TASK DIRECTIONS:
Locate each line in the data below that contains the string "plant" and copy those lines.

Spatial annotation records:
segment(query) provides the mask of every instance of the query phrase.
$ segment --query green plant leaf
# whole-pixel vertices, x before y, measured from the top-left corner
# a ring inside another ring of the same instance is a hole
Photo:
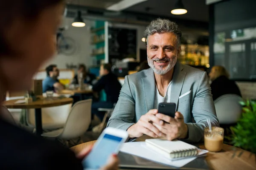
[[[241,151],[240,153],[239,153],[239,154],[238,154],[238,155],[237,156],[239,158],[240,157],[242,154],[243,154],[243,153],[244,153],[244,151]]]
[[[245,102],[244,102],[244,101],[240,101],[240,102],[239,102],[239,103],[242,106],[245,105]]]

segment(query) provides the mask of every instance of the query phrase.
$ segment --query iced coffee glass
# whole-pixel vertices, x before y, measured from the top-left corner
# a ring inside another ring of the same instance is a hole
[[[224,139],[224,129],[220,127],[204,128],[204,146],[211,152],[219,152],[222,149]]]

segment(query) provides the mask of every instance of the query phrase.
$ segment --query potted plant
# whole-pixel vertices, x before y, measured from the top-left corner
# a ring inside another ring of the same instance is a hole
[[[247,100],[240,103],[243,113],[237,125],[230,128],[230,139],[234,146],[256,153],[256,101]]]

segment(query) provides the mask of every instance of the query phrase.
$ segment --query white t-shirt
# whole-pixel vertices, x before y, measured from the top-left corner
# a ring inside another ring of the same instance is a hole
[[[163,97],[160,95],[157,86],[156,84],[155,89],[155,99],[154,103],[154,108],[158,109],[158,104],[163,102],[171,102],[171,90],[172,89],[172,82],[170,82],[167,87],[165,95]]]

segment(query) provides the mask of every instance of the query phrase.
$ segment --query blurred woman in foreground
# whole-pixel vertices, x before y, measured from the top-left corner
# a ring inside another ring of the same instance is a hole
[[[0,1],[0,96],[30,88],[33,74],[52,57],[63,0]],[[1,114],[0,113],[0,116]],[[0,118],[0,169],[82,170],[78,155]],[[103,170],[117,169],[116,156]]]
[[[229,74],[224,67],[212,67],[209,77],[212,81],[211,88],[213,100],[224,94],[234,94],[241,96],[237,85],[229,79]]]

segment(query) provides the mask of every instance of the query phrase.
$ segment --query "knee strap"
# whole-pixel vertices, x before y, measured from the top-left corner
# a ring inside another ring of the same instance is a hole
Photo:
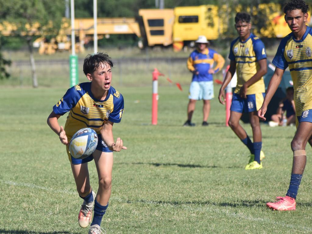
[[[303,155],[306,155],[305,150],[300,149],[297,150],[294,150],[294,157],[295,156],[301,156]]]

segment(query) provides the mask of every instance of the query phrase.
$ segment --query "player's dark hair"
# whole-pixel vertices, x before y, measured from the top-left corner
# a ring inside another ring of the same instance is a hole
[[[285,3],[284,6],[284,13],[286,14],[288,11],[291,11],[297,9],[301,10],[304,14],[308,12],[309,6],[302,0],[292,0]]]
[[[290,86],[289,87],[286,89],[286,92],[291,90],[294,92],[294,87],[293,86]]]
[[[83,61],[83,72],[86,76],[92,74],[102,64],[106,64],[113,68],[114,63],[107,53],[98,52],[96,54],[88,54]]]
[[[250,23],[251,17],[250,15],[245,12],[239,12],[235,16],[235,22],[237,23],[240,21]]]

RESPONSE FOR THIS EXERCISE:
$ segment --query green plant leaf
$ segment --query potted plant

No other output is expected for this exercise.